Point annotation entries
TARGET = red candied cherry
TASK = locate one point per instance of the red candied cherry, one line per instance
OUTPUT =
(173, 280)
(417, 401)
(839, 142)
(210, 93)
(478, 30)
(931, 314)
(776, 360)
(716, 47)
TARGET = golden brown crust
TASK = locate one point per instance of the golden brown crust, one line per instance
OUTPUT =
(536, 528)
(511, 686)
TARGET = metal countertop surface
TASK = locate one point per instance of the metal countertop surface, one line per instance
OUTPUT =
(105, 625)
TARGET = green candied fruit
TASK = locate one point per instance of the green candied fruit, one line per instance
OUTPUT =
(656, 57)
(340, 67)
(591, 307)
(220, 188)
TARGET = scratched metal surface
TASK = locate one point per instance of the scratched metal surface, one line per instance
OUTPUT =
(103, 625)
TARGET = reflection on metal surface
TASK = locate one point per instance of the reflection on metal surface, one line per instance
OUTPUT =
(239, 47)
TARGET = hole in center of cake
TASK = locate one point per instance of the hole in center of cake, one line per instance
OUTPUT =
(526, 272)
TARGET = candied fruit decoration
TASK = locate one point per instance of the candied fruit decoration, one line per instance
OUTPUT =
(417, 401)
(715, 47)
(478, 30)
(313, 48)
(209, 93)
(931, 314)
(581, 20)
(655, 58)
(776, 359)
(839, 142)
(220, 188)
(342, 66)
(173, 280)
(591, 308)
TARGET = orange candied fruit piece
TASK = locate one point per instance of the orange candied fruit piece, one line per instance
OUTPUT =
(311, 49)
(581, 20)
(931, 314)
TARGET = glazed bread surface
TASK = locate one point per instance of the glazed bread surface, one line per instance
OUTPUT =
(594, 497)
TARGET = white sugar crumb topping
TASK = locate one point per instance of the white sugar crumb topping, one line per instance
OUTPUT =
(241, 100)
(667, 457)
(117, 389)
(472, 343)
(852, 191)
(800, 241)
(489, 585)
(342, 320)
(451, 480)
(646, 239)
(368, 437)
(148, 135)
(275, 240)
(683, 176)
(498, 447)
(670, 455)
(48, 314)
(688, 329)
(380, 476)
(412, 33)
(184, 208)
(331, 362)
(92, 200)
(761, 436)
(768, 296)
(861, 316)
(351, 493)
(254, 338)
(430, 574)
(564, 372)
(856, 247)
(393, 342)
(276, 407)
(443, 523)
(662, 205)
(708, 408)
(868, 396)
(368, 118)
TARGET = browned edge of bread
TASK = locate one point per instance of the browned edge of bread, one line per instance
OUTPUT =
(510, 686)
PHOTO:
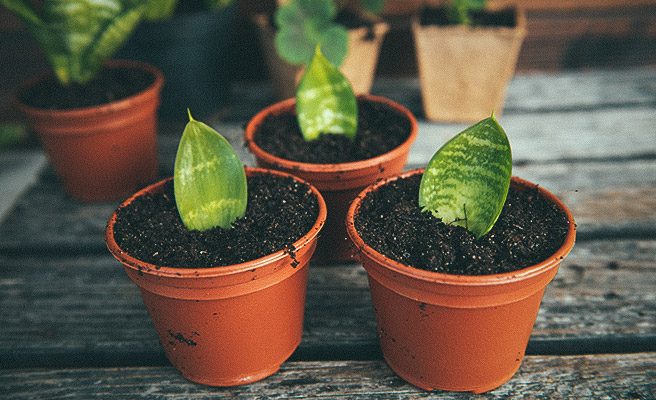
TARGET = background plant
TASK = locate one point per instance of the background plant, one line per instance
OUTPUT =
(78, 36)
(304, 24)
(459, 12)
(159, 10)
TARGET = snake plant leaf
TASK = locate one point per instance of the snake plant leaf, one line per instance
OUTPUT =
(467, 180)
(209, 179)
(325, 102)
(304, 24)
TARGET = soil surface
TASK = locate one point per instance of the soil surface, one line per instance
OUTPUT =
(112, 84)
(280, 211)
(529, 230)
(380, 129)
(438, 16)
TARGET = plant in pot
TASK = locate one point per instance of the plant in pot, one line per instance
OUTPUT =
(189, 41)
(95, 119)
(350, 35)
(220, 254)
(458, 257)
(466, 56)
(338, 142)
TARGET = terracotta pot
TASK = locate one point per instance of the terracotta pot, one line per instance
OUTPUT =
(359, 65)
(105, 152)
(464, 72)
(338, 183)
(455, 332)
(228, 325)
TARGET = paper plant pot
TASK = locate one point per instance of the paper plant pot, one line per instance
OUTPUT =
(105, 152)
(464, 72)
(359, 66)
(338, 183)
(228, 325)
(455, 332)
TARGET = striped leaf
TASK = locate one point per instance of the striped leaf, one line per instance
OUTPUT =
(325, 102)
(467, 180)
(209, 179)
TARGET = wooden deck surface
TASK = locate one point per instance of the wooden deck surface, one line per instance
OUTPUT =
(72, 325)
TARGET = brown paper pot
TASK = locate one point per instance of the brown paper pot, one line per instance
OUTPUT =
(229, 325)
(338, 183)
(359, 66)
(464, 72)
(455, 332)
(101, 153)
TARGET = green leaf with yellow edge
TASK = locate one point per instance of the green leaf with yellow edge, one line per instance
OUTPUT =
(209, 179)
(325, 102)
(467, 180)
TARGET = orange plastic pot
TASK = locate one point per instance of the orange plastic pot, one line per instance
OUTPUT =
(228, 325)
(105, 152)
(455, 332)
(338, 183)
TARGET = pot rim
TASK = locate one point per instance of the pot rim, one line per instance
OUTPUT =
(182, 273)
(126, 102)
(462, 280)
(289, 104)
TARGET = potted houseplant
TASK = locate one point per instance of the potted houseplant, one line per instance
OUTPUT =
(458, 257)
(368, 138)
(466, 55)
(220, 254)
(350, 38)
(95, 119)
(189, 41)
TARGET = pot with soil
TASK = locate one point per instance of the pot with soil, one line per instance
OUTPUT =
(226, 300)
(101, 137)
(340, 167)
(95, 119)
(466, 63)
(455, 303)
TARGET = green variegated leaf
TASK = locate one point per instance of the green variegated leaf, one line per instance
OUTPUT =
(209, 179)
(467, 180)
(325, 102)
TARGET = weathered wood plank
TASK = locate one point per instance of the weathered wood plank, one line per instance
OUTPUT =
(629, 376)
(83, 311)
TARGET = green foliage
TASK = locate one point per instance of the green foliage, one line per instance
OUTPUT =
(467, 180)
(459, 11)
(159, 10)
(78, 36)
(325, 102)
(304, 24)
(209, 179)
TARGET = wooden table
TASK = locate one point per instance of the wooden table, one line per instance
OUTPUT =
(73, 325)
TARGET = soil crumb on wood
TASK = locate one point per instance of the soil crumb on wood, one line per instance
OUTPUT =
(279, 212)
(529, 230)
(380, 129)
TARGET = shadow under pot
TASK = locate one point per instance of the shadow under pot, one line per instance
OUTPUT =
(238, 321)
(445, 330)
(338, 167)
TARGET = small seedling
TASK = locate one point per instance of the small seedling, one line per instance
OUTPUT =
(209, 179)
(325, 102)
(467, 180)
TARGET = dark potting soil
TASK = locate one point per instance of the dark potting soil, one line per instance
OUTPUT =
(380, 129)
(438, 16)
(279, 212)
(111, 84)
(528, 231)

**Your instructions:**
Turn every line of the entries above into a numbered list and omit any blank lines. Do not include any pictures in your answer.

**Answer to the task:**
1. TARGET = red candied cherry
2. TASK = locate one point per instance of the red candied cherry, one line per instance
3. OUTPUT =
4. (173, 280)
5. (417, 401)
6. (839, 142)
7. (210, 93)
8. (478, 30)
9. (931, 314)
10. (776, 360)
11. (716, 47)
12. TARGET = golden brown crust
13. TASK = locate one point per instance of the golden brown crust, one line per instance
14. OUTPUT =
15. (536, 528)
16. (511, 686)
17. TARGET = metal countertop surface
18. TASK = locate one point per instance of the metal countertop surface, one line per instance
19. OUTPUT =
20. (105, 625)
21. TARGET = green candied fruit
22. TASK = locate one point per instance of the green candied fruit, one line per instance
23. OUTPUT =
24. (656, 57)
25. (340, 67)
26. (591, 307)
27. (220, 188)
28. TARGET = scratched metal surface
29. TASK = locate one point per instance of the scratched metal surface, one line per instance
30. OUTPUT =
31. (103, 625)
32. TARGET = reflection on metal surface
33. TASK = locate one point per instance of the reflection on metal surface, one line per instance
34. OUTPUT =
35. (239, 47)
36. TARGET = hole in center of cake
37. TASK = locate one point per instance of the hole in center of cake, one line per instance
38. OUTPUT =
39. (526, 272)
40. TARGET = candied fruit decoration
41. TASK = locate one point per instance of the candied fruit decoration, one line per instance
42. OUTPUT =
43. (417, 401)
44. (715, 47)
45. (478, 30)
46. (313, 48)
47. (209, 93)
48. (931, 314)
49. (581, 20)
50. (655, 58)
51. (776, 359)
52. (839, 142)
53. (220, 188)
54. (342, 66)
55. (173, 280)
56. (591, 308)
57. TARGET = orange candied fruit piece
58. TASK = locate one point per instance of the orange candied fruit piece, one line per instance
59. OUTPUT =
60. (311, 49)
61. (581, 20)
62. (931, 314)
63. TARGET = glazed bread surface
64. TASK = locate one point per instance of the glazed bread surface, one line per instance
65. OUTPUT =
66. (594, 497)
67. TARGET = white sugar crumb topping
68. TASK = locate one point per instance of the white sugar crumb topping, one line per instance
69. OUTPUT =
70. (241, 100)
71. (667, 457)
72. (117, 389)
73. (472, 343)
74. (852, 191)
75. (800, 241)
76. (489, 585)
77. (342, 320)
78. (451, 480)
79. (646, 239)
80. (368, 437)
81. (148, 135)
82. (275, 240)
83. (683, 176)
84. (498, 447)
85. (670, 455)
86. (48, 314)
87. (688, 329)
88. (380, 476)
89. (412, 33)
90. (184, 208)
91. (331, 362)
92. (92, 200)
93. (761, 436)
94. (768, 296)
95. (861, 316)
96. (351, 493)
97. (254, 338)
98. (430, 574)
99. (564, 372)
100. (856, 247)
101. (393, 342)
102. (276, 407)
103. (443, 523)
104. (662, 205)
105. (708, 408)
106. (868, 396)
107. (368, 118)
108. TARGET = browned edge of bread
109. TASK = locate one point per instance of the browned edge of bread, one line per instance
110. OUTPUT =
111. (510, 686)
112. PHOTO:
113. TARGET = background plant
114. TASK = locate one point per instance of the background plant, one line per instance
115. OUTPUT =
116. (78, 36)
117. (304, 24)
118. (459, 12)
119. (159, 10)
120. TARGET = snake plant leaf
121. TASK = locate one point per instance of the snake plant leaf, one line per instance
122. OUTPUT =
123. (467, 180)
124. (209, 179)
125. (325, 102)
126. (304, 24)
127. TARGET = soil surface
128. TASK = locate one point per instance of the soil surface, one line per instance
129. OUTPUT =
130. (112, 84)
131. (280, 211)
132. (529, 230)
133. (380, 129)
134. (438, 16)
135. TARGET = plant in pot
136. TASK = locate one point per instance of the plant in pot, one line per instance
137. OUTPUT =
138. (189, 41)
139. (95, 119)
140. (350, 35)
141. (220, 254)
142. (458, 257)
143. (466, 56)
144. (338, 142)
145. TARGET = terracotta pot
146. TASK = locate one point per instance of the terracotta pot, one line per instance
147. OUTPUT =
148. (359, 65)
149. (105, 152)
150. (464, 72)
151. (338, 183)
152. (455, 332)
153. (228, 325)
154. TARGET = paper plant pot
155. TASK = locate one point per instance of the paper plant pot, one line per instance
156. OUTPUT =
157. (105, 152)
158. (464, 72)
159. (359, 66)
160. (338, 183)
161. (228, 325)
162. (455, 332)
163. TARGET = striped leaf
164. TASK = locate one point per instance of the striped leaf, one line per instance
165. OUTPUT =
166. (325, 102)
167. (467, 180)
168. (209, 179)
169. TARGET = wooden deck surface
170. TASK = locate one point per instance of the wooden deck surface, one line per instance
171. OUTPUT =
172. (72, 325)
173. TARGET = brown paper pot
174. TASK = locate one point per instance of the brown paper pot, one line per instance
175. OUTPUT =
176. (229, 325)
177. (338, 183)
178. (359, 66)
179. (464, 72)
180. (455, 332)
181. (101, 153)
182. TARGET = green leaf with yellow edge
183. TASK = locate one point per instance of the green leaf with yellow edge, one line per instance
184. OUTPUT =
185. (209, 179)
186. (325, 102)
187. (467, 180)
188. TARGET = orange plastic pot
189. TASK = locate one point per instance of the orange plastic pot, one line per instance
190. OUTPUT =
191. (228, 325)
192. (105, 152)
193. (455, 332)
194. (338, 183)
195. TARGET = pot rim
196. TASK = locate one point per instance of the pot rim, one line per instance
197. OUTPUT =
198. (182, 273)
199. (126, 102)
200. (462, 280)
201. (289, 104)
202. TARGET = potted houseplant
203. TASK = locate one point per instance of the potted houseplant, one line per instance
204. OUTPUT =
205. (458, 257)
206. (368, 138)
207. (466, 55)
208. (220, 254)
209. (350, 38)
210. (95, 119)
211. (189, 41)
212. TARGET = pot with soil
213. TASK = locate one point per instance of the pot with soil, one line per instance
214. OUTPUT =
215. (226, 300)
216. (101, 137)
217. (340, 167)
218. (95, 119)
219. (466, 63)
220. (455, 303)
221. TARGET = green variegated leaf
222. TASK = locate one point per instance of the green variegated leaf, one line per instance
223. OUTPUT =
224. (209, 179)
225. (467, 180)
226. (325, 102)
227. TARGET = weathered wood plank
228. TASK = locate one point per instance of the weathered wood plank, one line per instance
229. OUTPUT =
230. (629, 376)
231. (83, 311)
232. TARGET = green foliage
233. TASK = locate one point per instance of the green foliage, one line per instance
234. OUTPUT =
235. (467, 180)
236. (459, 11)
237. (159, 10)
238. (78, 36)
239. (325, 102)
240. (304, 24)
241. (209, 179)
242. TARGET = wooden table
243. TASK = locate one point per instance of the wooden table, one line per instance
244. OUTPUT =
245. (73, 325)
246. TARGET = soil crumb on wood
247. TASK = locate one point per instance of the soil crumb on wood, one line per instance
248. OUTPUT =
249. (279, 212)
250. (529, 230)
251. (380, 129)
252. TARGET = shadow under pot
253. TASK = locate one point per instance of the shadow under pot, one line per instance
254. OUTPUT =
255. (238, 321)
256. (445, 330)
257. (338, 167)
258. TARGET = small seedling
259. TASK = locate one point per instance of the small seedling, one line per instance
260. OUTPUT =
261. (209, 179)
262. (325, 102)
263. (467, 180)
264. TARGET = dark potting soil
265. TASK = locate one point per instance of the dark potting soil, one line per instance
266. OUTPUT =
267. (380, 129)
268. (438, 16)
269. (279, 212)
270. (111, 84)
271. (528, 231)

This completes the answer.